──────── DOCUMENTO DI ORIGINE

Il premio Nobel per la Letteratura allo scrittore russo Michail Aleksandrovič Šolochov resta una questione controversa. In realtà lo fu fin dal principio.
Nessuno scrittore russo si era infatti aggiudicato il Nobel prima di Ivan Bunin, nel 1933, e fu altrettanto clamorosa la candidatura di Boris Pasternak nel 1946 (al centro di una altrettanto difficile vicenda, nel 1958, fu costretto a rifiutarlo dalle attività sovietiche). Pare che proprio nel tentativo di scongiurare il Nobel a Pasternak (che poi l’autore di fatto ottenne) gli accademici sovietici proposero Šolochov come controcandidato. In seguito, nel corso di una manifestazione in Svezia, alcuni scrittori di sinistra affermarono che la ragione per cui Šolochov non aveva ancora ricevuto il Nobel era da imputare all’avversione dell’Accademia del Nobel per l’Unione Sovietica. La protesta politica, dunque, entrava nella letteratura - e non era certo la prima volta.
Nel 1965 Michail Aleksandrovič Šolochov fu insignito del Premio Nobel per la Letteratura con la seguente motivazione:
Per la potenza artistica e l’integrità con le quali, nella sua epica del Don, ha dato espressione a una fase storica nella vita del popolo russo.

────────────────

OBIETTIVO 1:
Rispondi alle seguenti domande sul testo relativo al Nobel a Šolochov:
(a) Quale scrittore russo vinse il Nobel nel 1933?
(b) In che anno Šolochov fu insignito del Premio Nobel per la Letteratura?
(c) A cosa attribuirono alcuni scrittori di sinistra, durante una manifestazione in Svezia, il fatto che Šolochov non avesse ancora ricevuto il Nobel?
OBIETTIVO 2:
Fornisci il seguito del testo sul Nobel a Šolochov, riprendendo dopo la motivazione del premio.

──────── MATERIALE FORNITO

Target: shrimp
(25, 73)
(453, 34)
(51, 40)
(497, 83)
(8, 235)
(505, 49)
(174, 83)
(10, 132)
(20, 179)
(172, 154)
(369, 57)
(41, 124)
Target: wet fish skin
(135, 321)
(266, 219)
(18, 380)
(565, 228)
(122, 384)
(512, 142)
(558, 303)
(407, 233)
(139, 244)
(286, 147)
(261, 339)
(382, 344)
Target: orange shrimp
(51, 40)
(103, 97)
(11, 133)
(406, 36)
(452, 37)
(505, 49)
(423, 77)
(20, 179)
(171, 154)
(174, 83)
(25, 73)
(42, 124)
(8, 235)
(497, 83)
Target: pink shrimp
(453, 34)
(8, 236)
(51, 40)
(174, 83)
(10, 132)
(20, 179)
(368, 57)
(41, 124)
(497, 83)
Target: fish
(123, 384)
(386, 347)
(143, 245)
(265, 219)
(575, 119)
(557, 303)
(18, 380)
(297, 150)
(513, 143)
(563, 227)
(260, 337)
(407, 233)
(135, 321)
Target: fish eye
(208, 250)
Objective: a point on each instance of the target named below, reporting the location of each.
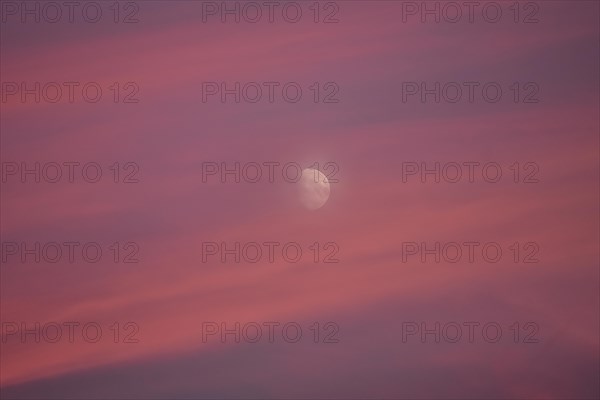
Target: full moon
(314, 189)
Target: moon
(314, 189)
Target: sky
(456, 256)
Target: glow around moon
(314, 189)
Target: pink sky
(369, 134)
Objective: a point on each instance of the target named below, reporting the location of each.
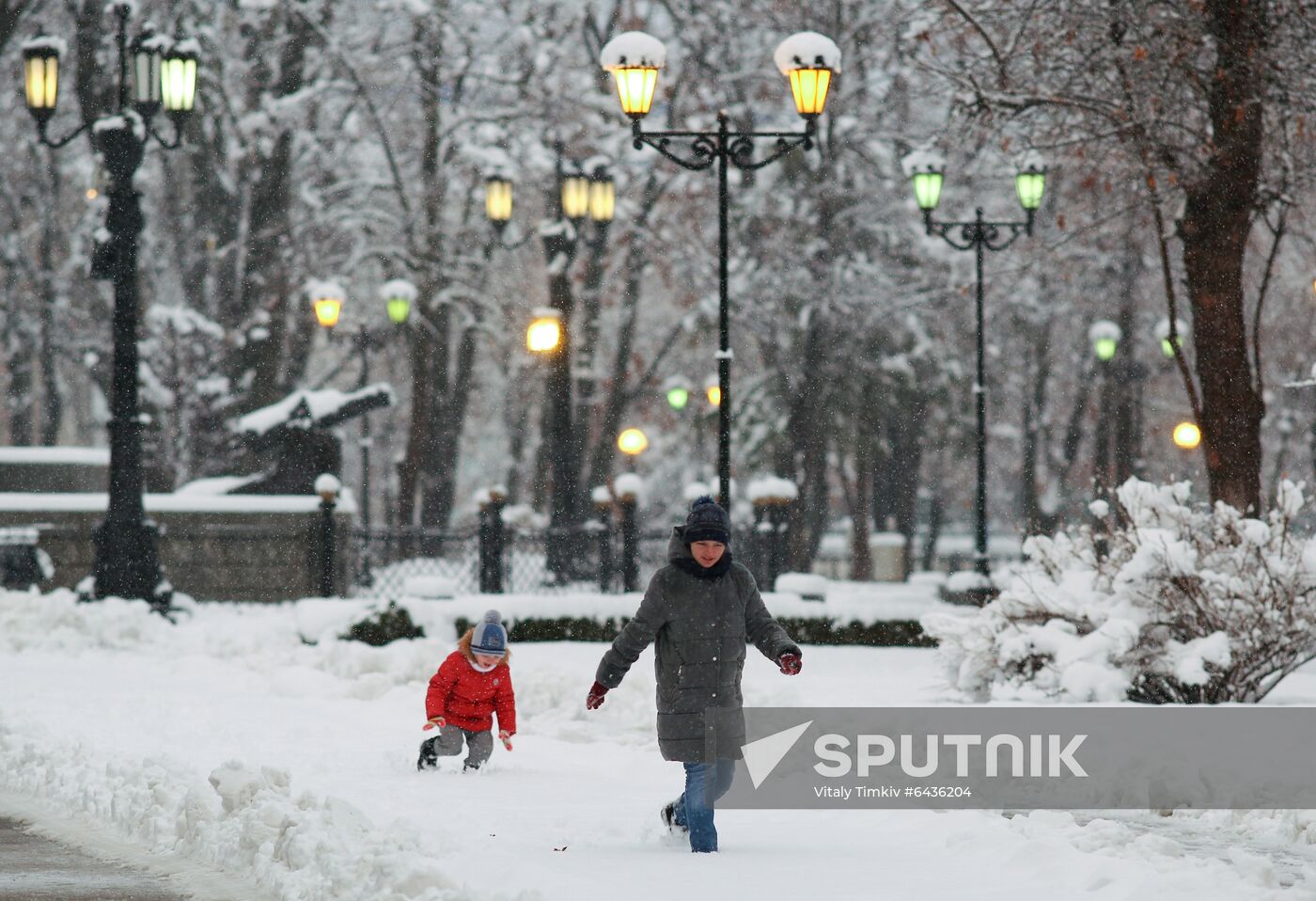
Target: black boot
(668, 818)
(428, 759)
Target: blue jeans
(704, 784)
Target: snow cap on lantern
(808, 59)
(634, 58)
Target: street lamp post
(979, 235)
(154, 72)
(398, 296)
(578, 197)
(1104, 336)
(808, 61)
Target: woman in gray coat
(701, 609)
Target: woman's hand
(790, 663)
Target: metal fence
(605, 553)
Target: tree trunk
(861, 552)
(1216, 223)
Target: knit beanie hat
(707, 522)
(490, 637)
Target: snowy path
(115, 720)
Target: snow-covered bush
(1175, 604)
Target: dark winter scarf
(716, 571)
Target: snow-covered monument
(254, 535)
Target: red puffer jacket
(467, 699)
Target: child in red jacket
(463, 694)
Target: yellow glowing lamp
(326, 299)
(545, 331)
(603, 195)
(1187, 436)
(575, 195)
(41, 74)
(328, 311)
(808, 61)
(178, 76)
(632, 441)
(497, 199)
(634, 58)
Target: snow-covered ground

────────────────

RISPOSTA CORRETTA 1:
(a) Ivan Bunin.
(b) Nel 1965.
(c) All'avversione dell'Accademia del Nobel per l'Unione Sovietica.

RISPOSTA CORRETTA 2:
In realtà Šolochov avrebbe già potuto ottenere il Nobel già l’anno prima, in seguito al rifiuto di Jean-Paul Sartre - come rivelano le liste recentemente desegretate: la lettera di rifiuto di Sartre giunse infatti troppo tardi, dopo la proclamazione del vincitore. Se fosse giunta prima il vincitore annunciato, nel 1964, sarebbe stato Michail Šolochov.
L’aspetto curioso è che dalle liste del Nobel erano esclusi alcuni dei maggiori scrittori russi, come Tolstoj e Cechov. Šolochov fu l’unico scrittore a vincere con il beneplacito del comitato sovietico, appoggiato da accademici russi e da un gran numero di sostenitori anche all’interno dell’Accademia di Svezia.
Ora la critica letteraria sospetta persino che la sua opera più famosa, la narrazione epica de Il placido Don, non sia stata scritta da lui; non per intero, almeno. Il caso Šolochov è noto tra gli esperti di letteratura: si pensa che la premiata opera dell’autore sia, in realtà, una truffa.
In occasione dell’anniversario della nascita, scopriamo la sua storia: vita e opere di Michail Aleksandrovič Šolochov.
Chi era Michail Aleksandrovič Šolochov
Michail Aleksandrovič Šolochov nasceva il 24 maggio 1905 a Vëšenskaja, in Russia, nel distretto del Donec’k.
Il padre di Šolochov era un commerciante cosacco, mentre la madre era di origine ucraina. Giovanissimo, Michail è costretto a interrompere gli studi a causa della guerra civile e, vivendo nei pressi dell’Alto Don, inizia a partecipare alla cattura dei partigiani cosacchi insorti.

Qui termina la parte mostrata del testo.